▶ Direction:
Put every line of the following items into a JSON list of strings, one string per line, with blank lines and pictures omitted.

▶ Recorded information:
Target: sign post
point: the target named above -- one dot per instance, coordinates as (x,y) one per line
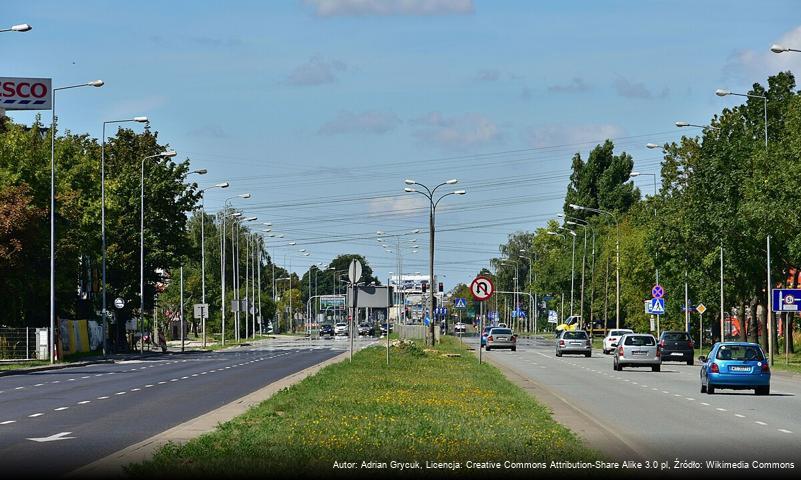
(701,309)
(482,289)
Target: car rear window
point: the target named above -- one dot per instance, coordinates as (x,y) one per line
(740,352)
(639,341)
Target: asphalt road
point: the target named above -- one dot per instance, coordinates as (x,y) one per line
(663,415)
(86,413)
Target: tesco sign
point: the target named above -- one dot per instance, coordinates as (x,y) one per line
(25,93)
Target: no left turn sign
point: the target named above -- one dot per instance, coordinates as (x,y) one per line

▶ Task response:
[
  "Target: sign post",
  "point: the target named above -- one dot per instance, coordinates as (x,y) one per line",
  "(701,309)",
  "(482,289)",
  "Target: car rear window",
  "point: the target named above -- one dot per instance, coordinates as (x,y) one per line",
  "(740,352)",
  "(639,341)",
  "Target: asphalt road",
  "point: the target named above -- one dot per instance, coordinates as (x,y) one per line",
  "(663,415)",
  "(86,413)",
  "Target: tesco sign",
  "point: the target named above -- one dot per instance, coordinates as (x,y) one per line",
  "(25,93)",
  "Target: no left turn sign",
  "point: the target named above -- one dot per instance, coordinates as (x,y) one per line"
]